Render every line of the items below as a JSON list of strings, one string per line, omitting any blank lines.

_Exercise material:_

--*--

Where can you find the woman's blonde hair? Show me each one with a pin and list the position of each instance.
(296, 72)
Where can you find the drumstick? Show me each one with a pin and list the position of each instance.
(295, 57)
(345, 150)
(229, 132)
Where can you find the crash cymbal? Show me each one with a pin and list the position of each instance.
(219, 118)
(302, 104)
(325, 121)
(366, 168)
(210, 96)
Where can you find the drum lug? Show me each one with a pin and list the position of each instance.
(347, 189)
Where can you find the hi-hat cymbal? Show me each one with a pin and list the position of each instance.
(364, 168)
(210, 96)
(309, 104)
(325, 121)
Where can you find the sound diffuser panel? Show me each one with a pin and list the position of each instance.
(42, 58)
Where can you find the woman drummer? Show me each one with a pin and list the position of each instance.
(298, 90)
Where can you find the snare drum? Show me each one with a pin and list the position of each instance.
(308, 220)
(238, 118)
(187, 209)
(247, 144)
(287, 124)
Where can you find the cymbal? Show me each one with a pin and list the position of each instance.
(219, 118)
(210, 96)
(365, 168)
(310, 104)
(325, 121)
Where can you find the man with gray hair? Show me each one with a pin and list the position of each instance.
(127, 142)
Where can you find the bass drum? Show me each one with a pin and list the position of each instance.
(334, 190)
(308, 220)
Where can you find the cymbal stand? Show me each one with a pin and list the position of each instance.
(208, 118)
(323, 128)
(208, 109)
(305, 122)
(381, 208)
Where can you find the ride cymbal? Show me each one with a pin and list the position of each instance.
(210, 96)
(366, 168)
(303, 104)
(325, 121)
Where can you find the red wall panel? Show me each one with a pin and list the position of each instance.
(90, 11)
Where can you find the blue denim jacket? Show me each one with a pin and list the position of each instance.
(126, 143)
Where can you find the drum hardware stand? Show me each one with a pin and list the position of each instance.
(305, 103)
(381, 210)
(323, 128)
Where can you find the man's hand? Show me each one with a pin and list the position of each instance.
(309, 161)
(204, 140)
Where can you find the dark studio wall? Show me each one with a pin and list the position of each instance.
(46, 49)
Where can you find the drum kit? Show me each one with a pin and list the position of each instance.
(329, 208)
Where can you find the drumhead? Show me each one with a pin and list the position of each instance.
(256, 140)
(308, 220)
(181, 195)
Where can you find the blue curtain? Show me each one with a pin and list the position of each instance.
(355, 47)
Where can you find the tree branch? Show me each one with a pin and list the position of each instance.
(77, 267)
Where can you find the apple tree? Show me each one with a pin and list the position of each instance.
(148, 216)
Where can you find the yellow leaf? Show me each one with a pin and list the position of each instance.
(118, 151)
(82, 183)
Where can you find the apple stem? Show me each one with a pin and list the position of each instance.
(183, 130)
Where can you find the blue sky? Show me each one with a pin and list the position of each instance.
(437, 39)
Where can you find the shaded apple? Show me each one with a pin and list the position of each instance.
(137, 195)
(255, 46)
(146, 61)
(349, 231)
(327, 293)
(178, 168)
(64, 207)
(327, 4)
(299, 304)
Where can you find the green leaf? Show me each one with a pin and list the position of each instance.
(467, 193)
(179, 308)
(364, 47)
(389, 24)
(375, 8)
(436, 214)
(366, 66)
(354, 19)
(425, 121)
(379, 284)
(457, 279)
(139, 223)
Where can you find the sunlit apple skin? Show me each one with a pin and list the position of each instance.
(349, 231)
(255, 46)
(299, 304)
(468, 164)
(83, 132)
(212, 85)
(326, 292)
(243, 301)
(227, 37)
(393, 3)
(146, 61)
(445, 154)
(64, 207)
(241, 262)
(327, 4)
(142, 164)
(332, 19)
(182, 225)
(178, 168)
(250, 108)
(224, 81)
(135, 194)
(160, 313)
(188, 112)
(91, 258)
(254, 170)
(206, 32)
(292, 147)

--*--

_Task response:_
[
  "Where can you find the woman's blonde hair? Show me each one with a pin and list the position of each instance.",
  "(296, 72)",
  "Where can you find the drumstick? Show me each one with a pin and list the position of each instance.",
  "(295, 57)",
  "(345, 150)",
  "(229, 132)",
  "Where can you find the crash cymbal? Show me each one with a pin and list the position of each instance.",
  "(219, 118)",
  "(302, 104)",
  "(325, 121)",
  "(366, 168)",
  "(210, 96)",
  "Where can you find the drum lug? Show me each one with a pin and list the position of each instance.",
  "(347, 189)",
  "Where can you find the hi-hat cymbal? Show me each one with a pin and list the position of each instance.",
  "(364, 168)",
  "(210, 96)",
  "(309, 104)",
  "(325, 121)",
  "Where can you find the sound diffuser panel? Show me each one with a pin and list the position of each instance.",
  "(42, 58)",
  "Where can you find the woman drummer? Show me each one with a pin and list the position of each instance.",
  "(298, 90)",
  "Where can you find the snare drum? Show me each one with a pin and list the position of each instance.",
  "(308, 220)",
  "(238, 118)",
  "(187, 209)",
  "(247, 144)",
  "(287, 124)",
  "Where can you find the cymbal? Show me each one with a pin and list the position of each instance.",
  "(219, 118)",
  "(210, 96)",
  "(365, 168)",
  "(310, 104)",
  "(325, 121)",
  "Where can you find the man with gray hair? Show me each one with a pin and list the position of each instance.",
  "(127, 142)",
  "Where can you find the bass drum? Show me each one with a pin and list the position of each instance.",
  "(334, 190)",
  "(308, 220)",
  "Where can you find the cymbal stand? Show me each one with a pin and list the position of each instance.",
  "(208, 118)",
  "(323, 128)",
  "(208, 109)",
  "(305, 122)",
  "(381, 208)",
  "Where can you find the ride cymbal? Show me each one with a pin and list the position of each instance.",
  "(210, 96)",
  "(366, 168)",
  "(303, 104)",
  "(325, 121)",
  "Where can you find the red wall panel? Show me each one with a pin and list the position of each instance.",
  "(90, 11)",
  "Where can you find the blue denim jacket? Show me each one with a pin and list the position of each instance.",
  "(126, 143)",
  "Where can you find the drum hardware stand? Show me each one with a pin and list the position of each instance.",
  "(305, 103)",
  "(381, 210)",
  "(323, 128)",
  "Where can you find the man's hand? Show me each one with a pin and list the position of each instance.",
  "(309, 161)",
  "(204, 140)",
  "Where can you find the dark studio wall? Show me each one with a pin and list the position of each instance.",
  "(46, 49)",
  "Where can you find the drum kit? Show me each one with a pin and list the position of each instance.",
  "(329, 208)",
  "Where can you find the drumhead? Show me each one with a pin and list the position of each instance.",
  "(256, 140)",
  "(308, 220)",
  "(181, 195)",
  "Where can you find the blue curtain? Show me each one with a pin and list the position of each instance.",
  "(355, 47)",
  "Where can you find the tree branch? Show me each one with a pin and list the position of each instance.",
  "(77, 267)",
  "Where can you find the apple tree? Show me each one with a pin and list the position of each instance.",
  "(148, 216)",
  "Where can you find the yellow leaf? Show me each one with a pin and list the position of each instance.",
  "(118, 151)",
  "(82, 183)",
  "Where can you find the apple stem? Show me each one with a pin and list the position of each instance.",
  "(183, 130)",
  "Where can you find the blue sky? Show me each one with a pin and list the position of each instance.",
  "(437, 39)",
  "Where can you find the shaded apple? Show me each one with a pin and list the position of each instance.",
  "(137, 195)",
  "(255, 46)",
  "(146, 61)",
  "(349, 231)",
  "(327, 293)",
  "(178, 168)",
  "(64, 207)",
  "(327, 4)",
  "(299, 304)",
  "Where can you find the green leaf? Show me each one with a pin and list the position of each instance.",
  "(467, 193)",
  "(179, 308)",
  "(364, 47)",
  "(389, 24)",
  "(375, 8)",
  "(436, 214)",
  "(366, 66)",
  "(354, 19)",
  "(425, 121)",
  "(379, 284)",
  "(457, 279)",
  "(139, 223)",
  "Where can you find the sunlit apple skin? Show me each one with a pin and list the position of each instance.",
  "(349, 231)",
  "(255, 46)",
  "(299, 304)",
  "(468, 164)",
  "(83, 132)",
  "(212, 85)",
  "(326, 292)",
  "(243, 301)",
  "(227, 37)",
  "(393, 3)",
  "(146, 61)",
  "(445, 154)",
  "(64, 207)",
  "(241, 262)",
  "(327, 4)",
  "(142, 164)",
  "(332, 19)",
  "(182, 225)",
  "(178, 168)",
  "(250, 108)",
  "(224, 81)",
  "(135, 194)",
  "(160, 313)",
  "(188, 112)",
  "(91, 258)",
  "(254, 170)",
  "(206, 32)",
  "(292, 147)"
]